PROBLEM DETAILS:
Find every line in the records below that contains the word "white" and copy each of those lines.
....
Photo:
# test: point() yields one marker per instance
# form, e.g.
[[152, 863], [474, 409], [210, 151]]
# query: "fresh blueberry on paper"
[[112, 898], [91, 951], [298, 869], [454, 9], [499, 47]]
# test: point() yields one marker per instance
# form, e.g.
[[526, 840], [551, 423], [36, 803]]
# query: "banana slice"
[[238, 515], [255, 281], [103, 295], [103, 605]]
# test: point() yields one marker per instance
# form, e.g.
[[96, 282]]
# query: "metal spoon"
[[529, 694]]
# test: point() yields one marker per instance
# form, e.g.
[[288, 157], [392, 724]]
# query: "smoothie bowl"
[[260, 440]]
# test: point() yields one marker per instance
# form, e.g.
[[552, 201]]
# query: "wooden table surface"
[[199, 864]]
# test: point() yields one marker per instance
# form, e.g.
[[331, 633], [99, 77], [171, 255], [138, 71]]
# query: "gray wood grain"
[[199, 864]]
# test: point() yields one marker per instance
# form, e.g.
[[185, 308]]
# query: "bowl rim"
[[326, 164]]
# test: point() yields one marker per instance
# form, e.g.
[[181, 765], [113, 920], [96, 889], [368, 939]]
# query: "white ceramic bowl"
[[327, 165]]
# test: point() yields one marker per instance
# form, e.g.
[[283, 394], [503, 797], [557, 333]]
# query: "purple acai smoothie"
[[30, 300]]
....
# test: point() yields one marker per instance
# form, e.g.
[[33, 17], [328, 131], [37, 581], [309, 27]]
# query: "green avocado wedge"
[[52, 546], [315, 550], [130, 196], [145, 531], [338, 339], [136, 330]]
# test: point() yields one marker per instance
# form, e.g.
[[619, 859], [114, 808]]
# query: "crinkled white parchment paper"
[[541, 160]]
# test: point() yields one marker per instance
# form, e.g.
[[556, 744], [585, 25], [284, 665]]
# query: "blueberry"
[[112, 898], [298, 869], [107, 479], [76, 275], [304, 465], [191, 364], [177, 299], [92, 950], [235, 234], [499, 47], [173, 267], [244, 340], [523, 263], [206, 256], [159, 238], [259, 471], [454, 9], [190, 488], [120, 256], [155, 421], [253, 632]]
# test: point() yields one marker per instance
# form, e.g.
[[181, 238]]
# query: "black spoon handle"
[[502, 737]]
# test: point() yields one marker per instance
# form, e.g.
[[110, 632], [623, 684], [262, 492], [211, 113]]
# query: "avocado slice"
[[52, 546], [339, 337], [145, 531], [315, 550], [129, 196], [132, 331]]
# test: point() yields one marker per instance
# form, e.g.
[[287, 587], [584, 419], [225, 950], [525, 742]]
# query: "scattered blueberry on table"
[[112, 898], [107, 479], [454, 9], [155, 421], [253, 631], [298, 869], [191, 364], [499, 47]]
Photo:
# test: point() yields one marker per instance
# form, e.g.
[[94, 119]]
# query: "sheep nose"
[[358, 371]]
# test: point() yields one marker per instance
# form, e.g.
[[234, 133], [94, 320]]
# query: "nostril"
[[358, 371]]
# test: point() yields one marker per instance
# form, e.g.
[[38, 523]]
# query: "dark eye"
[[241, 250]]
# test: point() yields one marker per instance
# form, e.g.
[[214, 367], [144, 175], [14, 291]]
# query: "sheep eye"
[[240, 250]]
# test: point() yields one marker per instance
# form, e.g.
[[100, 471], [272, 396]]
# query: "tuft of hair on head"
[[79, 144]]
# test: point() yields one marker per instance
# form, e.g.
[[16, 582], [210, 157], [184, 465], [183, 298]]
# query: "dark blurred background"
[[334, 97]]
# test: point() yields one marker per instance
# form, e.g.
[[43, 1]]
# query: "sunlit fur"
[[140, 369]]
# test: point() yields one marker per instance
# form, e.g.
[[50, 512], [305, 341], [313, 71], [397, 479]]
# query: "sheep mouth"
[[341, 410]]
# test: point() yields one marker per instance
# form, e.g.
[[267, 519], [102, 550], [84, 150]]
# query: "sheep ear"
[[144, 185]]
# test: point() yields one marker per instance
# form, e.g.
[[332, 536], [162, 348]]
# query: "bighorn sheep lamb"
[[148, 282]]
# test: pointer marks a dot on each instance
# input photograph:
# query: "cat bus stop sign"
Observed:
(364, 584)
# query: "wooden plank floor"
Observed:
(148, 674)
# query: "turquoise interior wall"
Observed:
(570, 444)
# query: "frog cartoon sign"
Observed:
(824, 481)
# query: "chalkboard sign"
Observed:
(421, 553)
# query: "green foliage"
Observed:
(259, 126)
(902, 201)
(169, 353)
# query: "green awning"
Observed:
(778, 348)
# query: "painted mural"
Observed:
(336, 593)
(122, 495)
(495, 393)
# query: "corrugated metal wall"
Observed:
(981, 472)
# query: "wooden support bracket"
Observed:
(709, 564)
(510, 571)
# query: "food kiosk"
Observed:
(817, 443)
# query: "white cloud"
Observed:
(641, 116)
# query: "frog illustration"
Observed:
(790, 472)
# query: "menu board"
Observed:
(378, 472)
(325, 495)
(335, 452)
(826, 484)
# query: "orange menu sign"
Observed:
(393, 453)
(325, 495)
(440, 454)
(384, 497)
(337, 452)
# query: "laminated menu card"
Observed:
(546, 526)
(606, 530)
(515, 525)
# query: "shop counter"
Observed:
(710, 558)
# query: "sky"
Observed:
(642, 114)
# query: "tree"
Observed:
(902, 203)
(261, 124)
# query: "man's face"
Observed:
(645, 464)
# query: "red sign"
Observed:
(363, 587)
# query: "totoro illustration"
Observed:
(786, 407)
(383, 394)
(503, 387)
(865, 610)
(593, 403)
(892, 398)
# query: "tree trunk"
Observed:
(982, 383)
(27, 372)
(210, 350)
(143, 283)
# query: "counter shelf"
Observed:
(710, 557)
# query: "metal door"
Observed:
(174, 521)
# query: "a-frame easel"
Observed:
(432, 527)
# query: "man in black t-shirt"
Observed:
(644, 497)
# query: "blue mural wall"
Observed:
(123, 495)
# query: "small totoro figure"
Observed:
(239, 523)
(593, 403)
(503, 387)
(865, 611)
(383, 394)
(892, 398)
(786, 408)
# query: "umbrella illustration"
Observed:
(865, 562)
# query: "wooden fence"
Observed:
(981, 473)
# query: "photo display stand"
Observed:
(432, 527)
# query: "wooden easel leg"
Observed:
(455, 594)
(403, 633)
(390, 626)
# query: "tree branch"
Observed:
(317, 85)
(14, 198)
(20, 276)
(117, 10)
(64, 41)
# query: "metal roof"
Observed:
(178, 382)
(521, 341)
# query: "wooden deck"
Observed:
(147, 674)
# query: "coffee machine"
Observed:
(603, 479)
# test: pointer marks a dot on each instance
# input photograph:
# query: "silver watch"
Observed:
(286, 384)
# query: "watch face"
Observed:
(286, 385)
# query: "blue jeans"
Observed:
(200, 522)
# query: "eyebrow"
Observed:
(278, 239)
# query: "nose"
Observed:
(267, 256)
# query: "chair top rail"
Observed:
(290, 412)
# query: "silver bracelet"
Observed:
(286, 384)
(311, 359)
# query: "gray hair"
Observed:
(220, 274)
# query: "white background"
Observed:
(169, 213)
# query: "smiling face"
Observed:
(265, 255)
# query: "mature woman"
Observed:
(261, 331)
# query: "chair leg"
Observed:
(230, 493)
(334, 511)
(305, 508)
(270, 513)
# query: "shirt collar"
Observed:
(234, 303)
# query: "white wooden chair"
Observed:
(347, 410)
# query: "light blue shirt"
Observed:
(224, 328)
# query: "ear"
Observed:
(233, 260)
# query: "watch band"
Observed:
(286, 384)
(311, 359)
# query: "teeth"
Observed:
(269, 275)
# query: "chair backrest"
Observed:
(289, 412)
....
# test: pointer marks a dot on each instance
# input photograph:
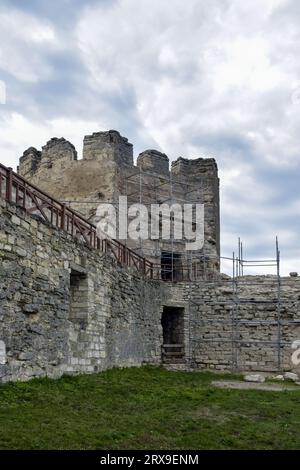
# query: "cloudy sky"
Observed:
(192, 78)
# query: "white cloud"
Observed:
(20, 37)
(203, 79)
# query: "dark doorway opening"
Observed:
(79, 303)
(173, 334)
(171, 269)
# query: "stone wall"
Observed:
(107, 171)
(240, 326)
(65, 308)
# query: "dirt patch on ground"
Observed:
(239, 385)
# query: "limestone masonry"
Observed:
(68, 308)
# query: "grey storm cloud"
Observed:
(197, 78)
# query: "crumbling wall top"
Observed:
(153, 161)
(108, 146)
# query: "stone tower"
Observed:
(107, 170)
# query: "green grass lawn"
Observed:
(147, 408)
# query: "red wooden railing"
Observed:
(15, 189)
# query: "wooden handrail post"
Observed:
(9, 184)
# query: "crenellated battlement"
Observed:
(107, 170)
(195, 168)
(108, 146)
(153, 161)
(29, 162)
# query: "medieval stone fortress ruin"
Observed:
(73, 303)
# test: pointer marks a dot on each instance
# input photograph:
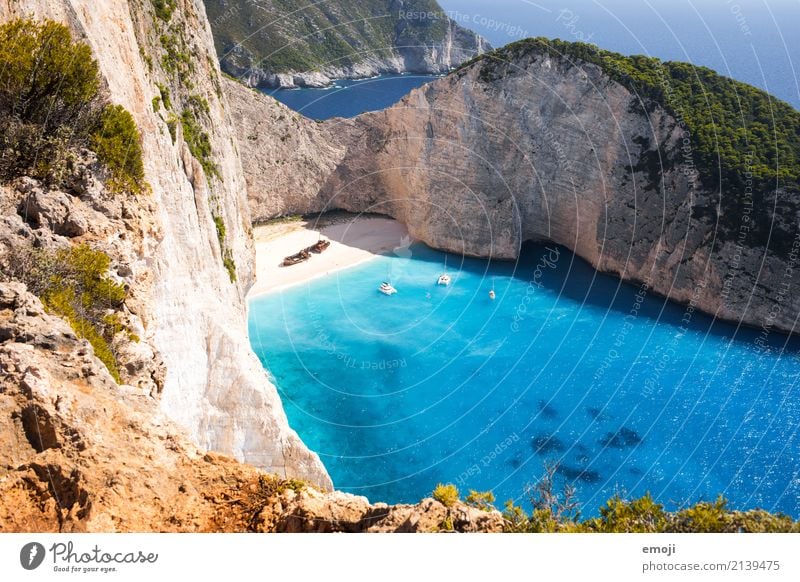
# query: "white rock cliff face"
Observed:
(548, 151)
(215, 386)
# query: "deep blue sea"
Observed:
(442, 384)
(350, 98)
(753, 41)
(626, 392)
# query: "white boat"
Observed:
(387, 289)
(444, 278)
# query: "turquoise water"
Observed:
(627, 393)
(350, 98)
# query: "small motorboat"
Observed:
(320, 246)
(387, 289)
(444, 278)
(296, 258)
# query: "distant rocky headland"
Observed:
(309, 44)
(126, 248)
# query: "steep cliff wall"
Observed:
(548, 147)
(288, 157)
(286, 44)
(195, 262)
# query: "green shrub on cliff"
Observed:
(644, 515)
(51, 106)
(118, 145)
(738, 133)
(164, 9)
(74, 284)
....
THE REPLY:
# query: "white ceramic bowl"
# query: "crinkled white parchment paper"
# query: "white cloud"
# query: "white background"
# query: "white wooden chair"
# query: "white cloud"
# query: "white rock cliff face"
# query: "white boat"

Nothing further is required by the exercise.